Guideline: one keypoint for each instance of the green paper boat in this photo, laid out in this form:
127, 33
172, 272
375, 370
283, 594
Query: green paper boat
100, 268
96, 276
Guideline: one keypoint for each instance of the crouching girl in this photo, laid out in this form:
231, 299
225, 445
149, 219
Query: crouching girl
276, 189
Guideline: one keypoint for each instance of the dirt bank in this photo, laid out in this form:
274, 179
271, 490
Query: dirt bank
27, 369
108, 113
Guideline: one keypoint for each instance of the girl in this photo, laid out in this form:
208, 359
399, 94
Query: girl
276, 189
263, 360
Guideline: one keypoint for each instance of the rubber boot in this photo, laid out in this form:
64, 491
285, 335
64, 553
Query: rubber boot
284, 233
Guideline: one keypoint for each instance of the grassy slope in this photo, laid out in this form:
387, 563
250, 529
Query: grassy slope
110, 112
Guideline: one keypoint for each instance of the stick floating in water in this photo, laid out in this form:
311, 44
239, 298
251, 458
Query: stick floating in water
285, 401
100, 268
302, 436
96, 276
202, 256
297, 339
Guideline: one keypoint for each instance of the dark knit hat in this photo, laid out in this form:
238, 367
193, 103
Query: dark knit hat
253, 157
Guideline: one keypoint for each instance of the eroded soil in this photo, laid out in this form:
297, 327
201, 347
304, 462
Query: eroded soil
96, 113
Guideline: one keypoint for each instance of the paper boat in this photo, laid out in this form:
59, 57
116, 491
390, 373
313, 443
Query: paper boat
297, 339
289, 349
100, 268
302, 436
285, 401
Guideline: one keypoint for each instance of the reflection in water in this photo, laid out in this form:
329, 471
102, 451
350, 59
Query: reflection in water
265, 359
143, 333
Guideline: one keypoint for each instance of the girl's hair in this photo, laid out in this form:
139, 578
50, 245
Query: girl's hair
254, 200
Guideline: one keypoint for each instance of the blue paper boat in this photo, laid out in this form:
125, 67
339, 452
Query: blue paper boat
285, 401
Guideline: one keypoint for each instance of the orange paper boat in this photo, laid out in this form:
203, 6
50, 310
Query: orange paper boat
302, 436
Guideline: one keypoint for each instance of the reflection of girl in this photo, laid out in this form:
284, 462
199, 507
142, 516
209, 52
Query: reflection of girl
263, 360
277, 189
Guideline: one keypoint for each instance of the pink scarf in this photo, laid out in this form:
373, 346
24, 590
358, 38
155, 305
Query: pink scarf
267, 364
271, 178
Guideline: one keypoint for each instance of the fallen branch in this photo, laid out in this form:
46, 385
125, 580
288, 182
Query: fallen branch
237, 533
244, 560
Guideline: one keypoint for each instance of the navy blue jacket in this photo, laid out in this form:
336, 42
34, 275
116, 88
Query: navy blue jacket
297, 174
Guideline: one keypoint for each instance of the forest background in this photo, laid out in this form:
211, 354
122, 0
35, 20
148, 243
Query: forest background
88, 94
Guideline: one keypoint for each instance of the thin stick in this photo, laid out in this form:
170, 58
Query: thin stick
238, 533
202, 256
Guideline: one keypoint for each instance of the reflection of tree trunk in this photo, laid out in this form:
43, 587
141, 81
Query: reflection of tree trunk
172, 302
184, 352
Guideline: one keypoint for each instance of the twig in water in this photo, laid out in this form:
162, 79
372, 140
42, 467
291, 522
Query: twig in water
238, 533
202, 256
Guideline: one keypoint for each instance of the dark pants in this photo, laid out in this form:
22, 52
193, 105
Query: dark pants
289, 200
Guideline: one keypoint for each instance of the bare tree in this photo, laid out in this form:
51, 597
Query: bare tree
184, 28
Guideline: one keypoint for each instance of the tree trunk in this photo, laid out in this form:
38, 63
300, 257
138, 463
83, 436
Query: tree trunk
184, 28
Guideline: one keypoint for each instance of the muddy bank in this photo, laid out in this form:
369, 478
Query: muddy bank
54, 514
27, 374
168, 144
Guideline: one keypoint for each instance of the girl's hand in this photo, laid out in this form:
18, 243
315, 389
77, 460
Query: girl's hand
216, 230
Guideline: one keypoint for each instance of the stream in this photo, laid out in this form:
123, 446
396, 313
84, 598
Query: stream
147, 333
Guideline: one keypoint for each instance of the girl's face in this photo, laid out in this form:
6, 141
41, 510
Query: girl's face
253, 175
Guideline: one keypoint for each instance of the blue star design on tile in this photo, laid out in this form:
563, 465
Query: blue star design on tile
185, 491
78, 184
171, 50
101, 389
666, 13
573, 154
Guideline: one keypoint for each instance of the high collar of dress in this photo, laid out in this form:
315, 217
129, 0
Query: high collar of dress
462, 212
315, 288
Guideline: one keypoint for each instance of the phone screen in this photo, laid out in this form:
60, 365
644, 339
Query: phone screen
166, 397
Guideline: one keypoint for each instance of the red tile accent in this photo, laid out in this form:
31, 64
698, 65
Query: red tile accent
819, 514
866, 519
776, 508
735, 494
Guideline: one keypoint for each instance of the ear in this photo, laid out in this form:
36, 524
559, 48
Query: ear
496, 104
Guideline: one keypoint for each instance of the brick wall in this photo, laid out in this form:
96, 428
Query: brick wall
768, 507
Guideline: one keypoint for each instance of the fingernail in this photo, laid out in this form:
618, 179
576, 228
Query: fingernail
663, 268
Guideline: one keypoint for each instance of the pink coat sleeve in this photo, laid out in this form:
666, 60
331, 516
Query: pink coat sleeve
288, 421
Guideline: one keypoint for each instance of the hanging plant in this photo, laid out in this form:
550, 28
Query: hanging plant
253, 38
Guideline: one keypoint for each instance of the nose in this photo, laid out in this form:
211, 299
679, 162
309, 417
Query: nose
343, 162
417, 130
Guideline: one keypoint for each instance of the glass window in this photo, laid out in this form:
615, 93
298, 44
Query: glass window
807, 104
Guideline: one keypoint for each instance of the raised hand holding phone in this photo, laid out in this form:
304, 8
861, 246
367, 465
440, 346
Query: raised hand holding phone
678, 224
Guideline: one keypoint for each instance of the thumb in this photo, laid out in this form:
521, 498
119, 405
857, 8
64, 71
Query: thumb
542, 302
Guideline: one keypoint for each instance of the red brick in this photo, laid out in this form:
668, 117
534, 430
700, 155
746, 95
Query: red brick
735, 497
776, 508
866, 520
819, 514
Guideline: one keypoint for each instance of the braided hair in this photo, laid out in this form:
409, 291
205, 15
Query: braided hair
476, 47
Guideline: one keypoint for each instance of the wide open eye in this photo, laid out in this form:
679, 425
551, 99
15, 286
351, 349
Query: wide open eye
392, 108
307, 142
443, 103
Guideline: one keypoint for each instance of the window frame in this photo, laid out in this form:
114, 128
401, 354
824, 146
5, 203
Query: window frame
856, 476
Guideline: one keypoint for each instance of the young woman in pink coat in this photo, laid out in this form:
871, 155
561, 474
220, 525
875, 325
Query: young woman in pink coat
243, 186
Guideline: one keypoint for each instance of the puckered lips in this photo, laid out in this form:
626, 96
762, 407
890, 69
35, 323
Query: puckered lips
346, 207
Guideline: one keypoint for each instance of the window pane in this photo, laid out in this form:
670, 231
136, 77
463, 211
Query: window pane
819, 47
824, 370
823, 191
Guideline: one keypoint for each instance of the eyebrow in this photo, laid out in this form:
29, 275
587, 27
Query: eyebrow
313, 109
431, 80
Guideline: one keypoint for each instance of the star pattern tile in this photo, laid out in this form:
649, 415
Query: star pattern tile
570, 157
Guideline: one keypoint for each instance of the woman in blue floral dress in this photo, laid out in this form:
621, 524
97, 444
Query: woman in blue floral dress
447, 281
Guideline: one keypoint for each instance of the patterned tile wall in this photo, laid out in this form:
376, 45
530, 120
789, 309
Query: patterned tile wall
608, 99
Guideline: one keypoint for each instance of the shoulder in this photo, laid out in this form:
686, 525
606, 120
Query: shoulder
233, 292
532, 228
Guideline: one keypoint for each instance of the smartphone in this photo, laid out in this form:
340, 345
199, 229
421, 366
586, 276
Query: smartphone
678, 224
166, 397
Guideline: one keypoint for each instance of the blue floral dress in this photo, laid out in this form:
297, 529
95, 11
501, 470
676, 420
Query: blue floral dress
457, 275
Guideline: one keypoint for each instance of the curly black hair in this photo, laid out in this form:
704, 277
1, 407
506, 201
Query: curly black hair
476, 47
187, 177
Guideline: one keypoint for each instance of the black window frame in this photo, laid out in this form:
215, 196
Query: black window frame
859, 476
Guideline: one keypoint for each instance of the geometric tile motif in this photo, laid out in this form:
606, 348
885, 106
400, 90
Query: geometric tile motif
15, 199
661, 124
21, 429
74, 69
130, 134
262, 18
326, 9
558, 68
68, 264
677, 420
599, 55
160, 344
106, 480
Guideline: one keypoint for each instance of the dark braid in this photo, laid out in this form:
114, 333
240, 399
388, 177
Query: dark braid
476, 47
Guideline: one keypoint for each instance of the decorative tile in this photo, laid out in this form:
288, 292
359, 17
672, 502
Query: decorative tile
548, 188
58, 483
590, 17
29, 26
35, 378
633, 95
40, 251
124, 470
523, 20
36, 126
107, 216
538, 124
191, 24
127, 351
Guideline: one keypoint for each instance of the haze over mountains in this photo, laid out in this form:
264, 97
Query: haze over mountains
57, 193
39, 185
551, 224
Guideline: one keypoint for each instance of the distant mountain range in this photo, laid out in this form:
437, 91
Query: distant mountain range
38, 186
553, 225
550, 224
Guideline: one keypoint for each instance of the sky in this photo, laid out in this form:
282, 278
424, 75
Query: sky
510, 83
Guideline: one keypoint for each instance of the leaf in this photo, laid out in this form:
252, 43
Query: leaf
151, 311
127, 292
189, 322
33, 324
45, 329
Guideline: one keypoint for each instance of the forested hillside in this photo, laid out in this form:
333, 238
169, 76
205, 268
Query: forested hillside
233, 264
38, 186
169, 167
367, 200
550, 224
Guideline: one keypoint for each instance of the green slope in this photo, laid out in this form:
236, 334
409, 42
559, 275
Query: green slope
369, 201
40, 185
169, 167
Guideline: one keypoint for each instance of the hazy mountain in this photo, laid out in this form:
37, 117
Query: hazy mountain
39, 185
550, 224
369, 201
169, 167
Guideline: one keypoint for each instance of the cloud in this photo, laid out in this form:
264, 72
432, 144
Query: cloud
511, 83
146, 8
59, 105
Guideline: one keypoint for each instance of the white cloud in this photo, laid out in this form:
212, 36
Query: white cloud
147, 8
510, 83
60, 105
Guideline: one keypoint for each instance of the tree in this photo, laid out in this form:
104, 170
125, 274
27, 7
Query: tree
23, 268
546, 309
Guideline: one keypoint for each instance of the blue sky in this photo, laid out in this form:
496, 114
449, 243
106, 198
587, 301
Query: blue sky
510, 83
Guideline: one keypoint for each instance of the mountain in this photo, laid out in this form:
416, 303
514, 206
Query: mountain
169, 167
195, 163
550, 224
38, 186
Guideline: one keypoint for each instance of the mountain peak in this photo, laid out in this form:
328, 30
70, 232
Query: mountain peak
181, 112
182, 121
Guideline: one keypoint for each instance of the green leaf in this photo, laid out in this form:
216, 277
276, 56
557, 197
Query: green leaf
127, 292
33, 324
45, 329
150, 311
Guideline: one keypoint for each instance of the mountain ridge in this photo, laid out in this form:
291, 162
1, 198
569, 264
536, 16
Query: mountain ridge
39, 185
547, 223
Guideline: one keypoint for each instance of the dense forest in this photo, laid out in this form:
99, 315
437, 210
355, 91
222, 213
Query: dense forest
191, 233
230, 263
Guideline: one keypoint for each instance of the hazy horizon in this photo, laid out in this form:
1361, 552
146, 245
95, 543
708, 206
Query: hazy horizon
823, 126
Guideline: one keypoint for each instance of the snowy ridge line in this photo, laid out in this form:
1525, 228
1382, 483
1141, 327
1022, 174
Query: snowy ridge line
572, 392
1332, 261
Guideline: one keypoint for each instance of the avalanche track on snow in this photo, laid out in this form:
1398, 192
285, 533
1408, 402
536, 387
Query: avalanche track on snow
==*==
Aim. Starting at the line that contains "Guideline: one keypoint for each instance of the dense", quote each remaining line of the entries above, unchanged.

Full solution.
Guideline: one keypoint for each instance of the dense forest in this photo, laid out in this form:
99, 315
437, 210
355, 91
222, 213
Query: dense forest
191, 233
230, 263
Guideline: one keypoint for each instance of the hazy horizon in this photo, laid out in this form:
1361, 552
146, 245
95, 543
708, 206
Query: hazy horizon
823, 126
Guideline: one keypoint for each instance of the snowy ridge line in this photo, laid out in this form:
1525, 228
1382, 483
1141, 327
1022, 174
Query: snowy ridge line
572, 392
1332, 261
Guideline: one keypoint for each instance of the avalanche track on snow in this photo, laid out in this form:
1398, 192
285, 533
1408, 402
536, 387
Query: avalanche track on snow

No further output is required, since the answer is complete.